CHALLENGE: Everything from the line containing "Where can you find the blue" down to the last line of the entries below must be transcribed exactly, and nothing else.

SUPPLIED RECORDS:
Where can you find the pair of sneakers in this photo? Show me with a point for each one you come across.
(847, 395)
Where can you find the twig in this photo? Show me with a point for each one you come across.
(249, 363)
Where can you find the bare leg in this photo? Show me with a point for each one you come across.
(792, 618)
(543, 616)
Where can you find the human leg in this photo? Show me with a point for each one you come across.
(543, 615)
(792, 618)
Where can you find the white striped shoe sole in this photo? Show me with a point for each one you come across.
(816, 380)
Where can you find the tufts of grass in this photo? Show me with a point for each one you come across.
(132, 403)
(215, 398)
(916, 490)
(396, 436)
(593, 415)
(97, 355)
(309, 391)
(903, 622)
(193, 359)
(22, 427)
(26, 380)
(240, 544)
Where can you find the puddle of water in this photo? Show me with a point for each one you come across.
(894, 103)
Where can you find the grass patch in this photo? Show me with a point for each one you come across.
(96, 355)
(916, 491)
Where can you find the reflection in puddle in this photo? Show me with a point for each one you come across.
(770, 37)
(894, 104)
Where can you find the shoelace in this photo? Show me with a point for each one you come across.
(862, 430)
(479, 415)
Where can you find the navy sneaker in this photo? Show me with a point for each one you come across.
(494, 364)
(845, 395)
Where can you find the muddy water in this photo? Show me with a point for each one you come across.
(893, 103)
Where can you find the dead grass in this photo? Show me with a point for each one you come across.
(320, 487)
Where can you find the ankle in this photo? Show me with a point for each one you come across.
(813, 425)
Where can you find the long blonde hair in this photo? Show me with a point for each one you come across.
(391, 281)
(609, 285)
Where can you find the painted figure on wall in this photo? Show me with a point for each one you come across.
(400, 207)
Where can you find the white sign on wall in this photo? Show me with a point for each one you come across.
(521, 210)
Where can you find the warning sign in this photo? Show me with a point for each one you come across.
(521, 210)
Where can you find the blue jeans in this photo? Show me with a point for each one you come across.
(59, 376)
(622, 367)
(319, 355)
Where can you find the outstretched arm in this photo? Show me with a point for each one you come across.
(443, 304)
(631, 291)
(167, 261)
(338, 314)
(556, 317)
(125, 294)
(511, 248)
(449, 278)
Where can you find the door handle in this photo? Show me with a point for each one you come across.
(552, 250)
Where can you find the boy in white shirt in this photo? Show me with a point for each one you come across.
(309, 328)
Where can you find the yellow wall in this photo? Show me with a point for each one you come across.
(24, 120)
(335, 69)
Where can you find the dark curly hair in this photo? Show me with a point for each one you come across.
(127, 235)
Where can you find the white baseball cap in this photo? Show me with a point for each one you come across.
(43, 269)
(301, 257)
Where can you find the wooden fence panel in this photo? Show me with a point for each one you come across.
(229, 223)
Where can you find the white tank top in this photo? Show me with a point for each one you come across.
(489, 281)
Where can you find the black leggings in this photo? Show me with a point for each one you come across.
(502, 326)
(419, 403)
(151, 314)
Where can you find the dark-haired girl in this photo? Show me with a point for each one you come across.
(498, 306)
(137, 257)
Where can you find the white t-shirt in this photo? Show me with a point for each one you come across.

FULL ANSWER:
Where can you find the blue jeans in this photo? Show me with a point for each one you come across.
(59, 376)
(622, 367)
(319, 355)
Where can you find the outstretched arm in this photo? Show me with a point for each one you come across.
(443, 304)
(631, 291)
(167, 261)
(338, 314)
(556, 317)
(125, 294)
(511, 248)
(449, 278)
Where can you find the door handle in this photo? Show me with a point for each one you come across.
(552, 250)
Where can you find the boy in white shirt in this photo? Show me with a point for each one you come across.
(309, 328)
Where can you find the yellow wall in this photo? Show me with a point for each one you come across.
(24, 120)
(335, 69)
Where can you find the dark curly hair in this photo? Show me with a point for each one you come across.
(127, 235)
Where can you find the white baseball cap in this photo? Show me with a point for each one you come across.
(43, 269)
(301, 257)
Where can you find the wooden fence panel in this photo? Show me with a point for each one you come across.
(229, 223)
Where can you find the white tank top in this photo? Show me with a point for each one you come across.
(489, 281)
Where can you find the black leggings in this photo? Show me with a point for each one you come across.
(502, 326)
(419, 403)
(151, 314)
Where can you find the dark-haired girl in this photo? Show me with a point for each one you come across.
(498, 306)
(137, 257)
Where can you find the white t-shirt in this photo? Show me with a point for each one you come across.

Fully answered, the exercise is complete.